• _Tarefas a realizar_
(1) Transcreva do texto sobre o Festival Músicas do Mundo o trecho que começa em "Só que não podia" e termina em "mundo de fantasia.".
(2) Prossiga a crónica sobre o Festival Músicas do Mundo a partir do ponto em que termina.

E de repente, no final da noite de domingo em Porto Covo, erguem-se mãos no ar munidas de telemóveis, todos apontados para o palco onde estão as sul-coreanas Barberettes a iniciar o seu espectáculo. Parece um gesto corriqueiro e pouco digno de nota, mas, na verdade, é coisa rara no Festival Músicas do Mundo. Ajuda que as três cantoras estejam trajadas com umas vistosas roupas (e chapéus) de marinheiras, mas é provavelmente o reconhecimento a funcionar quando as câmaras dos telefones se levantam no momento em que as Barberettes arrancam com o tema que lhes dá nome — Barbara Ann, dos Beach Boys — numa linguagem doo-wop que alastra a todo o seu reportório. Os temas reconhecíveis no FMM não costumam imperar, daí que Barbara Ann pareça quase um corpo estranho, uma anomalia saudada com entusiasmo colectivo porque num festival que vive da descoberta o cancioneiro popular soa subitamente insólito.

Só que não podia ser de outra maneira. As Barberettes fazem a sua música a partir de um ponto de obsessão com a cultura norte-americana própria da tipificação do american dream, uns anos 50 e 60 em que tudo — música, publicidade, cinema… — parece embrulhado nessa aura de vida perfeita. Quando interpretam um tema chamado Fairy Tale parecem, afinal, estar a descrever a sua adesão voluntária a um mundo que (já) não existe e descobriram tardiamente na Internet; e quando frisam que são “da Coreia do Sul, não da Coreia do Norte” é impossível não questionar se não existe algum ponto de contacto no alheamento da realidade e nesse mergulho profundo num mundo de fantasia.

Paremos aqui e recuemos até ao início da noite de sábado: se os temas populares são uma raridade no FMM, será talvez menos surpreendente que o brasileiro Gustavito (acompanhado da banda A Bicicleta) anuncie a canção Camaleão borboleta como sendo possivelmente conhecida do público. E isto porque esse tema que Gustavito compôs a meias com o grupo Graveola passou por aquele mesmo palco há um ano (no espectáculo dos Graveola, precisamente). Não é que possa ter ficado gravada na memória de cada um dos então presentes, mas há uma certa persistência da memória em relação a muitos dos momentos do festival — são muitos aqueles que se lembram ainda, por exemplo, da inebriante passagem pela aldeia alentejana da dupla formada por Kayhan Kalhor e Erdal Erzincan, numa ininterrupta troca de melodias entre a tradição persa e a anatoliana. Como se a memória mais eficaz de ser recuperada fosse qualquer uma que dissesse respeito ao próprio festival, por via de uma construção afectiva comum.

• _Registos extraídos_
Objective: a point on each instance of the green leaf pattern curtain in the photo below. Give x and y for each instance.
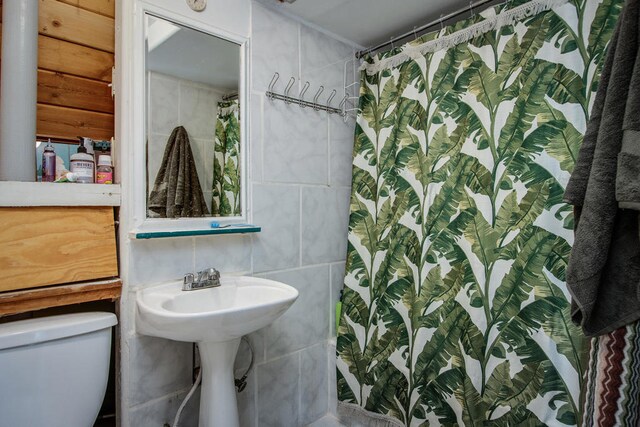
(225, 199)
(455, 309)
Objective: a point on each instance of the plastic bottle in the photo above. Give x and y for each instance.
(104, 173)
(48, 163)
(83, 166)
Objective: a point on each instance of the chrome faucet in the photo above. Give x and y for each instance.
(209, 278)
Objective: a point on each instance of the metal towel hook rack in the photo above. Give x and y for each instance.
(271, 94)
(315, 98)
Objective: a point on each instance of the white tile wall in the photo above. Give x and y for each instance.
(300, 167)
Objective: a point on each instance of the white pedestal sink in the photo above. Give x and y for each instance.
(215, 318)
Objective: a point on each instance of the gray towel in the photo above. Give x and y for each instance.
(177, 192)
(603, 274)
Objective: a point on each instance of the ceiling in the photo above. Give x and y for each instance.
(367, 23)
(192, 55)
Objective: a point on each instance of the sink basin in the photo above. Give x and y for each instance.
(238, 307)
(215, 318)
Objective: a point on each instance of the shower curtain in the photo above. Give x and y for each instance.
(455, 309)
(225, 200)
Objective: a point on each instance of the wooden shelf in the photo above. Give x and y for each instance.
(200, 232)
(17, 194)
(17, 302)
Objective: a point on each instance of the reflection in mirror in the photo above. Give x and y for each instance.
(192, 121)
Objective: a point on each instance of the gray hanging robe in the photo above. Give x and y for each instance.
(176, 192)
(603, 274)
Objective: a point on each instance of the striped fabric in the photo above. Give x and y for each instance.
(613, 379)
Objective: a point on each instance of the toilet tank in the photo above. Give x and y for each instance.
(54, 370)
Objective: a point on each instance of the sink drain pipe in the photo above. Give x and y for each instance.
(240, 383)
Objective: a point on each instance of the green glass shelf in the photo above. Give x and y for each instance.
(202, 232)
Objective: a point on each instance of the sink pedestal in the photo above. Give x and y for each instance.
(218, 406)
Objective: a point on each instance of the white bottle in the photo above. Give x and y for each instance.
(83, 166)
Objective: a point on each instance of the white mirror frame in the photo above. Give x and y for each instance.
(138, 120)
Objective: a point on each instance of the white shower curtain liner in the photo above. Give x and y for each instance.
(508, 17)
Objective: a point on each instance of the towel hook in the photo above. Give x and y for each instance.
(292, 80)
(302, 92)
(333, 93)
(315, 98)
(342, 104)
(274, 79)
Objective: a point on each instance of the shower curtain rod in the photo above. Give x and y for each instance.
(433, 23)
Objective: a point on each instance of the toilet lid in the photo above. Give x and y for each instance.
(42, 329)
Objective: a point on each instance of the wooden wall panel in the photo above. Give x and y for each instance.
(76, 41)
(70, 23)
(52, 245)
(103, 7)
(61, 123)
(69, 58)
(70, 91)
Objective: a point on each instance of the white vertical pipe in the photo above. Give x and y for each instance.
(18, 90)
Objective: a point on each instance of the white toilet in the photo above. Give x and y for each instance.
(54, 370)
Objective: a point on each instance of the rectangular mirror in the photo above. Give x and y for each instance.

• _Resultados finais_
(1)
Só que não podia ser de outra maneira. As Barberettes fazem a sua música a partir de um ponto de obsessão com a cultura norte-americana própria da tipificação do american dream, uns anos 50 e 60 em que tudo — música, publicidade, cinema… — parece embrulhado nessa aura de vida perfeita. Quando interpretam um tema chamado Fairy Tale parecem, afinal, estar a descrever a sua adesão voluntária a um mundo que (já) não existe e descobriram tardiamente na Internet; e quando frisam que são “da Coreia do Sul, não da Coreia do Norte” é impossível não questionar se não existe algum ponto de contacto no alheamento da realidade e nesse mergulho profundo num mundo de fantasia.

(2)
Gustavito & a Bicicleta então e a sua ligação aos Graveola. Se o grupo de Belo Horizonte faz uma síntese soberba do que pode ser hoje a MPB, convocando Caetano, Gilberto Gil, Cartola, Mutantes e uma universalidade rockeira sem geografia definida mas que sempre faz paragem nos Beatles, Gustavito — parceiro de Luiz Gabriel Lopes dos Gravoela no trio TiãoDuá — não anda longe de tudo isto, com a diferença de que não se liga à electricidade, antes viaja pelo violão, como se defendesse para a música os mesmo recursos naturais de que enche o discurso das suas canções. De Rafael Fares canta Aflorou, relato de um encontro transcendental em pleno Carnaval — canção que virou hino do Pena de Pavão de Krishna, bloco carnavalesco sintonizado com os rituais e ensinamentos hindus. Canta-se em coro “todo mundo andando a pé” como um refrão de consciência ambiental em Aflorou, Gustavito grita contra Temer, Bolsonaro, Feliciano e “essa corja toda”, faz pontaria contra a mineradora Samarco que, em 2015, foi responsável por desabar um mar de lama sobre a paisagem do estado de Minas Gerais e vai enxertando com notável graciosidade o tropicalismo directamente nestes dias de 2017.

Depois de Gustavito, viria a beleza serena do angolano Waldemar Bastos, homem a quem há muito David Byrne se rendeu (Pretaluz saiu, em 1998, pela Luaka Bop do ex-Talking Heads). Ver Waldemar Bastos em palco é perceber como a música pode ser algo sem esforço, pode convocar Angola, Cabo Verde, Brasil, Portugal e os Estados Unidos dos blues e da soul quase sem se dar conta. Cada canção passa por tudo isto sem precisar de recorrer a citações explícitas, é como uma pequena explosão de sugestões que se desvela com a maior simplicidade que uma simples composição pode acolher. Não haverá grande novidade numa Muxima que o acompanha há 20 anos e o público sabe de cor, mas esse é também o encanto maior de Waldemar Bastos: uma música sem truques, que se celebra na partilha e numa assunção plena do passado.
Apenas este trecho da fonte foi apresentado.